Democracy rests on two tenets—the right to vote and the expectation that the winner wins and the loser accepts it.

Since tens of millions of otherwise normal Americans are preparing to vote for Donald Trump (or have already done so), and since it seems they have no qualms about electing a convicted criminal who has devoted his life not to public service but to himself, and since his depravity and lewdness no longer qualify as deal-breakers, let's get to the heart of this issue.


This election is not about Trump the reprobate or Trump the grifter or Trump the misogynist or racist; in fact, next Tuesday isn't about Trump at all. It's about how we will define the words America and American for the decades ahead. Will America continue to be a democracy where the people elect their officials? Will Americans continue to enjoy the Constitutional freedoms to which we have grown accustomed? Of greater importance, will the defining aspect of a democracy endure—will we retain the right to vote and to expect a peaceful transfer of power?

****************************************

* [TASKS]:
(1) Can you copy out the commentary on democracy, everything from "Since tens of" down to "of this issue."?
(2) Can you carry on the commentary on democracy from the point where it stops?
The listing that follows the commentary on democracy isn't needed.

* [RAW DATA]:

****************************************

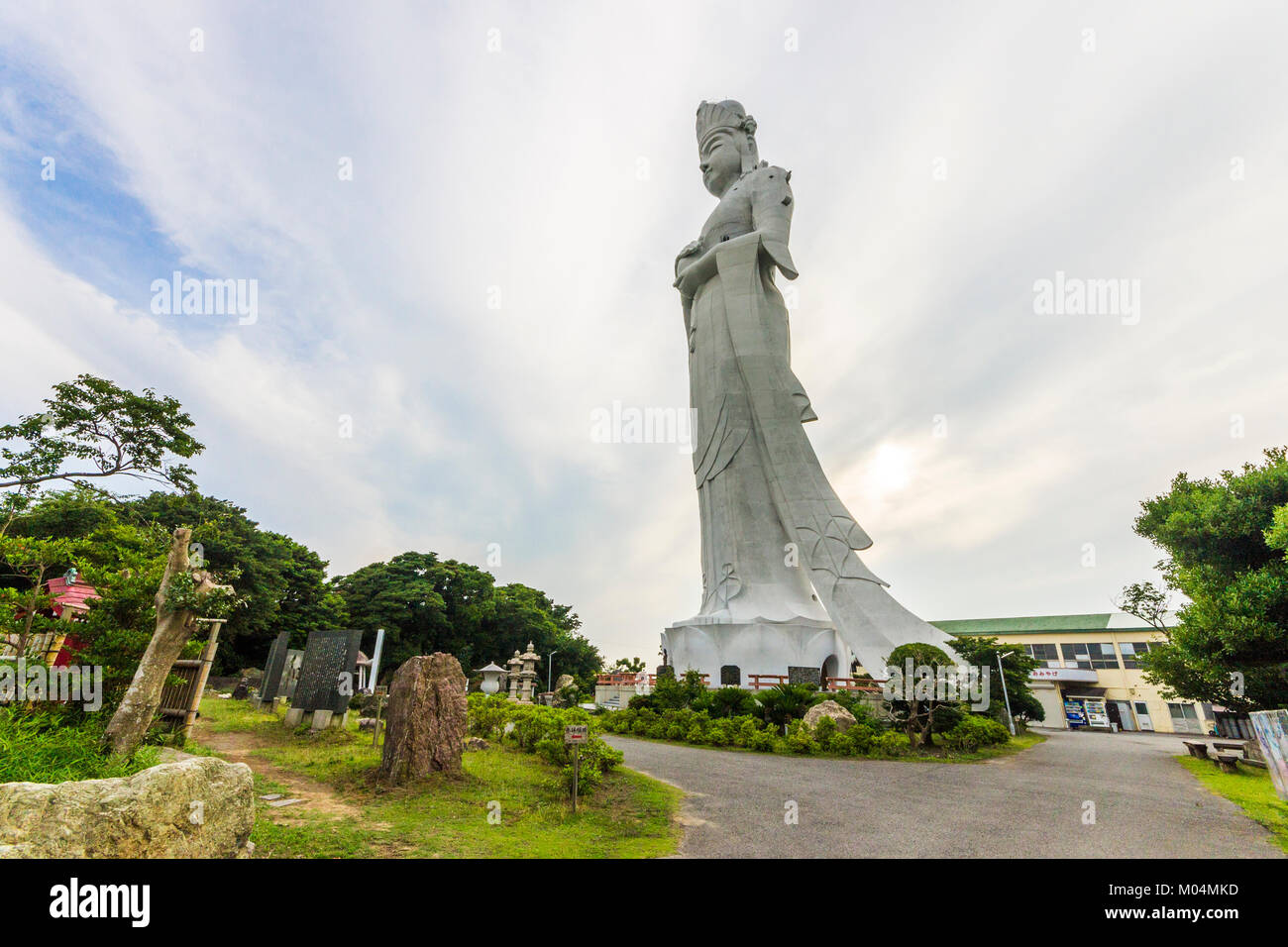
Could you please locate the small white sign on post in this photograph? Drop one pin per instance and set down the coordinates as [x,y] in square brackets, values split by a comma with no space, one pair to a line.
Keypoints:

****************************************

* [THE REPLIES]:
(1)
Since tens of millions of otherwise normal Americans are preparing to vote for Donald Trump (or have already done so), and since it seems they have no qualms about electing a convicted criminal who has devoted his life not to public service but to himself, and since his depravity and lewdness no longer qualify as deal-breakers, let's get to the heart of this issue.

(2)
Let's be honest—there are dictatorships where people possess many of our freedoms and some in which people actually cast votes. But the peaceful transfer of power—the transfer at all—is not part of the deal. If you have forgotten the elections in Brazil two years ago, you might want to revisit that event. In short, Jair Bolsonaro, expecting to lose, made pre-election accusations of voting fraud, then, when he lost, ginned up the mob to overthrow the winners. He failed—like Trump two years earlier.


So it isn't freedom or the physical ability to vote that defines democracy; it's the acceptance of the will of the people. The tenuousness of all this has already shown itself in the diminishing significance of the popular vote. (Hillary Clinton's two-million-vote victory became a defeat.) But now Trump and his co-conspirators have further muddled the process by making voting more difficult and by impugning the integrity of every election worker and of the system itself. If, in the end, our legally elected choices have been bypassed to align with those of an autocratic leader or his appointees, then we no longer live in a democracy: we will have lost the defining attribute—the right to vote.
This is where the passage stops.